Give back everything from the line containing "Expected: for every instance of the window" down to the line containing "x=102 y=119", switching each "innermost" to "central" and leaving the rest unchanged.

• **Material for this task**:
----
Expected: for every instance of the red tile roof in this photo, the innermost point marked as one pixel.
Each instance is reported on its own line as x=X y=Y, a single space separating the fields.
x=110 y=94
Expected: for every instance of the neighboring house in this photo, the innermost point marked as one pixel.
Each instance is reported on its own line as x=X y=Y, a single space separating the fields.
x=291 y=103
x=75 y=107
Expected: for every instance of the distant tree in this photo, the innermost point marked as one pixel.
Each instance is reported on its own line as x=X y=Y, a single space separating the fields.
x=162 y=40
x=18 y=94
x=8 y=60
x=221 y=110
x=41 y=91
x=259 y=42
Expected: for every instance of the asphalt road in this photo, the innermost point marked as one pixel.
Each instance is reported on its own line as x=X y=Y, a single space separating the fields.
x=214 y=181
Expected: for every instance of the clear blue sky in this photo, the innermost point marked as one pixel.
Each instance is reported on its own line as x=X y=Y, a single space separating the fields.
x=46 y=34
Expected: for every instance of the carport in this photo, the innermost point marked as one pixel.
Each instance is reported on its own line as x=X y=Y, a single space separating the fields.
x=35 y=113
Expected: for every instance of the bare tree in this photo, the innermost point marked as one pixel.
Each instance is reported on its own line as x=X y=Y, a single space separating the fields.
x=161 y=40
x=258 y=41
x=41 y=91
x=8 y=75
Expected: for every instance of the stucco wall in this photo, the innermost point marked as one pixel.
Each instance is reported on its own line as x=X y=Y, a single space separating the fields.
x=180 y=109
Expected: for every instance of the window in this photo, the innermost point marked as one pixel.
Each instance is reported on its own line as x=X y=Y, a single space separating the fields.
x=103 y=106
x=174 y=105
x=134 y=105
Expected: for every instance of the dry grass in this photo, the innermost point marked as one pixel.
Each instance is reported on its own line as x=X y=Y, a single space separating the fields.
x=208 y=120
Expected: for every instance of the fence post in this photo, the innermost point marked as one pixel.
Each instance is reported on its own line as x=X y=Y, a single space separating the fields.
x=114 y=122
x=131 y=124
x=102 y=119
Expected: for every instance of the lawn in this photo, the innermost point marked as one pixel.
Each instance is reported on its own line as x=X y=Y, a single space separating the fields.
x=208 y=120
----
• **Task answer**:
Expected: for every instance of the window in this photo, the central point marked as one pixel.
Each instance is reported on its own line as x=X y=Y, a single space separating the fields.
x=103 y=106
x=174 y=105
x=134 y=105
Expected: for every instance of the dry grass in this photo, the central point marked as one pixel.
Each instance is reported on its own line as x=X y=Y, a single space separating the fields.
x=208 y=120
Expected: for every instance of the fence post in this photo, the central point marked as one pixel.
Each instance is reported on its own line as x=X y=Y, a single space separating the fields.
x=114 y=122
x=131 y=124
x=102 y=119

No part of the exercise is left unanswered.